*Exercise directions*. Rescale the material below from the line containing "Tag the watermark" down through the line containing "point(276, 141)", both included, reproducing every line with the requests unchanged but each x and y coordinate in the answers multiplied by 1.9 and rounded to a whole number, halves up. Leave the pictures out.

-- Start of Entries provided --

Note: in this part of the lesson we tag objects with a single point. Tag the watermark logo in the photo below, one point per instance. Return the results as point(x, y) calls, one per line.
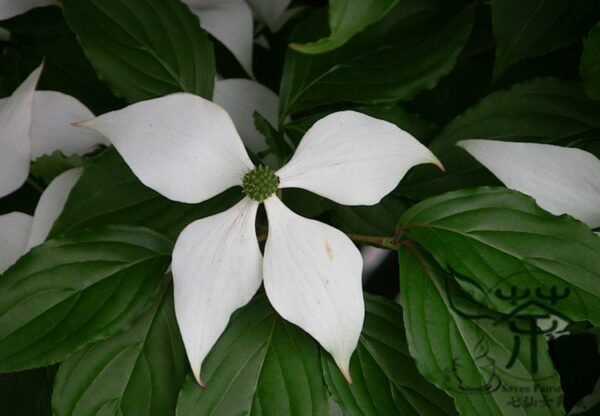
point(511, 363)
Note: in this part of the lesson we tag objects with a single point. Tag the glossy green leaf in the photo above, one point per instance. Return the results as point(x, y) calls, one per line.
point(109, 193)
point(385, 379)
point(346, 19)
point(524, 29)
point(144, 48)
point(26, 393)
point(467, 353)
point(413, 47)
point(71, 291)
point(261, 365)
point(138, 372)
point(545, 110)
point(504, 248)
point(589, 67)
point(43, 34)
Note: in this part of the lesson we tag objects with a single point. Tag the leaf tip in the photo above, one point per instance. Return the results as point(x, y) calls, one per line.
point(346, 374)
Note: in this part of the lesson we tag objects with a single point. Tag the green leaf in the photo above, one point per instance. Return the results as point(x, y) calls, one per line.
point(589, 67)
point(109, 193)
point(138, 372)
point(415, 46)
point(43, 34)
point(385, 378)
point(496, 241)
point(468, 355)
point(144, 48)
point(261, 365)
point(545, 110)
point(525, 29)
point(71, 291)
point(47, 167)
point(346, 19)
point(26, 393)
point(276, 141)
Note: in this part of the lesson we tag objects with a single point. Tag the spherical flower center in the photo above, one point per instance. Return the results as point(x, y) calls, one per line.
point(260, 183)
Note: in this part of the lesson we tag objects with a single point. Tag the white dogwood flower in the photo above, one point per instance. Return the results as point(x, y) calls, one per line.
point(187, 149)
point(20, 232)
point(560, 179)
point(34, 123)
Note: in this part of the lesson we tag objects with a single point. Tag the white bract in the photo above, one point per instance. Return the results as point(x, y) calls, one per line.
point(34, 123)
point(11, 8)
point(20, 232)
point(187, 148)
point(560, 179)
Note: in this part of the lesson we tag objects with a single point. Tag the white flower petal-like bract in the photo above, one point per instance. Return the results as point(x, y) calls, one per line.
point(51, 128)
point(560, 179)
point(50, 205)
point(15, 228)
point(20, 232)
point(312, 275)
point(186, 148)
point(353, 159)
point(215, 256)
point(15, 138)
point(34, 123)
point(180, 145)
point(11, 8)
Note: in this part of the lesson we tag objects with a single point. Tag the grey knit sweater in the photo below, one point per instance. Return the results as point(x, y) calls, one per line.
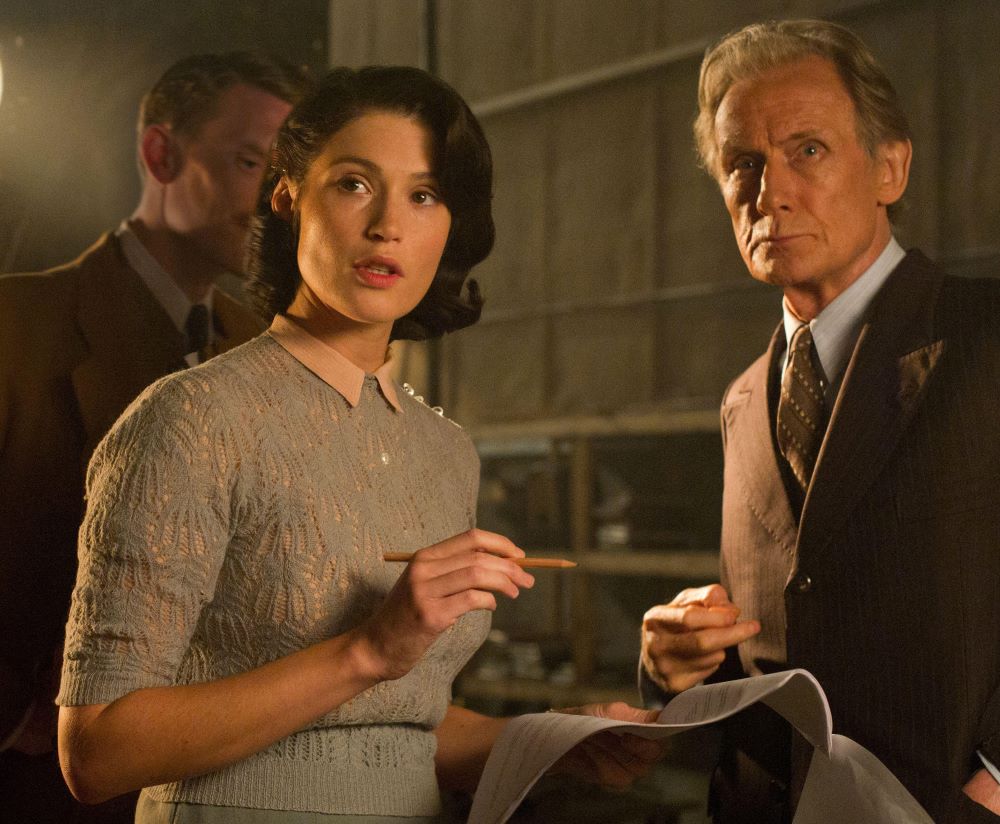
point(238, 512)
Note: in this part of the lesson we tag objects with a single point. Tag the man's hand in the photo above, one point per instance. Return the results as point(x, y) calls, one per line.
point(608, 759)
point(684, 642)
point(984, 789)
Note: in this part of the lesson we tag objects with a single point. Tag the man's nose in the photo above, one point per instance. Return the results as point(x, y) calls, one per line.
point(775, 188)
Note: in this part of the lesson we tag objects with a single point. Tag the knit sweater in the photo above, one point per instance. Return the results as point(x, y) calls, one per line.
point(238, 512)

-- End of Entries provided --
-- Start of Entries provided --

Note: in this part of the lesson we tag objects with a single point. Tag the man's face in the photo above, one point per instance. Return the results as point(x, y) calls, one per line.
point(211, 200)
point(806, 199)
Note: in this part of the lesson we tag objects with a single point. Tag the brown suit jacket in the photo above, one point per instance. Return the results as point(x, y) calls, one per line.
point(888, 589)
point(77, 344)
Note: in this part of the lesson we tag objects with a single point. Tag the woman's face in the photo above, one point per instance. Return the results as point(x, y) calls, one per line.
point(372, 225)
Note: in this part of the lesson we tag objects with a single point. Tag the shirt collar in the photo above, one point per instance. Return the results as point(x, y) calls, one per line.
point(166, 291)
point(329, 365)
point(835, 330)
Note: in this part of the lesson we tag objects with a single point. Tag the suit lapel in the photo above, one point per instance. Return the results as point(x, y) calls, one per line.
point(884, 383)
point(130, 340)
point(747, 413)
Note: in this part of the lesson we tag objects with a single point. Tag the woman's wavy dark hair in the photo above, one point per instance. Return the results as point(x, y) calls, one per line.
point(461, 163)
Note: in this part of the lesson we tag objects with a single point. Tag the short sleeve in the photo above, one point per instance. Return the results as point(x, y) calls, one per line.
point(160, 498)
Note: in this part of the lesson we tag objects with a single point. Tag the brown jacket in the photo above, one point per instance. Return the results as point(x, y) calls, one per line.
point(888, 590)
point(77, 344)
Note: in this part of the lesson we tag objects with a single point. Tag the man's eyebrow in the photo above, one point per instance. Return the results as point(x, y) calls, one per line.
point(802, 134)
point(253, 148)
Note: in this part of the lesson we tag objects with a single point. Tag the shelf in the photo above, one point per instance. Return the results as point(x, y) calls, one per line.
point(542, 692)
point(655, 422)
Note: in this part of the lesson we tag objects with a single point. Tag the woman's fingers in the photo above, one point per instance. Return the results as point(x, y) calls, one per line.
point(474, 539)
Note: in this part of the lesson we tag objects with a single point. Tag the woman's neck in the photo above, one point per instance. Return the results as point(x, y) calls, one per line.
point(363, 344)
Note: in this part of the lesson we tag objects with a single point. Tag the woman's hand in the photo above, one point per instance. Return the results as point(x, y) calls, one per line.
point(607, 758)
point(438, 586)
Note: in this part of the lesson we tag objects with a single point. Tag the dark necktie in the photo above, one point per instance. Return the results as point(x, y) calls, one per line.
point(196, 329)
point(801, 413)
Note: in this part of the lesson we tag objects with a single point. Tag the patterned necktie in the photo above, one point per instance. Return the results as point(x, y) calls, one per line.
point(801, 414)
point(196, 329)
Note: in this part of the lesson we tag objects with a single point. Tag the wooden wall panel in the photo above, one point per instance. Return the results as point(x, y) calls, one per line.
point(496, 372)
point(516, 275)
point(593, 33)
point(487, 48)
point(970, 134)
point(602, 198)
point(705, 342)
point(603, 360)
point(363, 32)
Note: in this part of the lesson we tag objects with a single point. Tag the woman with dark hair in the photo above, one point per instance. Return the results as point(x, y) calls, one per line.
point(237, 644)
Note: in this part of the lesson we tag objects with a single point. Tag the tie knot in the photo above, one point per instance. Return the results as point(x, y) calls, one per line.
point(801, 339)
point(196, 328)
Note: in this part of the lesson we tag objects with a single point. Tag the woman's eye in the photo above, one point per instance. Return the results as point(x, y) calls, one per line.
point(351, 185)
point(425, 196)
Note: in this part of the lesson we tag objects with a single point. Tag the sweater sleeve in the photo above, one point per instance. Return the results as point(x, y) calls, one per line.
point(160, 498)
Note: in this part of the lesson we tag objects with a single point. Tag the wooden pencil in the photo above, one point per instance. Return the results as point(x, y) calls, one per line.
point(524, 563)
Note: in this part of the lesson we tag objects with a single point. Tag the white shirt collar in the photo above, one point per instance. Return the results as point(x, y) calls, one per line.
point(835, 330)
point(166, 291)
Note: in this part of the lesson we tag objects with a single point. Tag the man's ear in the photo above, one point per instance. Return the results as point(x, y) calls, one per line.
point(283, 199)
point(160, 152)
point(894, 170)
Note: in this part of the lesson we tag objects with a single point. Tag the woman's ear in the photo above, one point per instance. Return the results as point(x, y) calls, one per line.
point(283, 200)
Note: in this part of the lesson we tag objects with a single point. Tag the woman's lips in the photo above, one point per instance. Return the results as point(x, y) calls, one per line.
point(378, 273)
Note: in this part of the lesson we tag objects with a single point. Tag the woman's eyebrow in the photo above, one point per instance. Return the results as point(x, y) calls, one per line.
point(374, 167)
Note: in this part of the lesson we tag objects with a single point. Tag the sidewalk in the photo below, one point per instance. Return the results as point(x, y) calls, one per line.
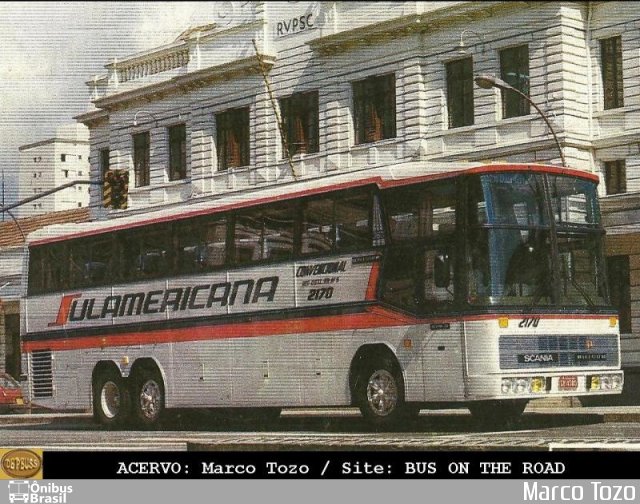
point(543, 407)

-- End of Entries provided --

*The completed task*.
Note: in this part of the lesson we tag objects with a single point. Tag the watermark logo in the photo below, one point per instance. Return the results as point(x, y) calls, one per line.
point(971, 690)
Note: in this part of the lesson we tag objects with a single point. Tag the glossy green leaf in the photo above, one point per instance. Return the results as point(x, y) calls, one per line.
point(207, 367)
point(732, 720)
point(657, 36)
point(996, 55)
point(274, 91)
point(49, 747)
point(887, 671)
point(785, 89)
point(135, 553)
point(496, 694)
point(262, 707)
point(1036, 209)
point(958, 471)
point(1119, 127)
point(82, 65)
Note: in this part of the lesson we tag objects with a single point. Tag the leaf tip in the photo above, one point per instance. Return the results as point(x, y) calls, one per line.
point(657, 711)
Note: in this part of the lesson we tag objects with a single point. Tag the green leaf in the photo above, one point per instance. Return the results as point(x, y) calls, one per line.
point(1119, 127)
point(207, 367)
point(262, 707)
point(789, 87)
point(82, 65)
point(732, 718)
point(942, 458)
point(889, 675)
point(274, 91)
point(496, 694)
point(1036, 209)
point(998, 55)
point(135, 553)
point(89, 317)
point(657, 36)
point(49, 747)
point(524, 268)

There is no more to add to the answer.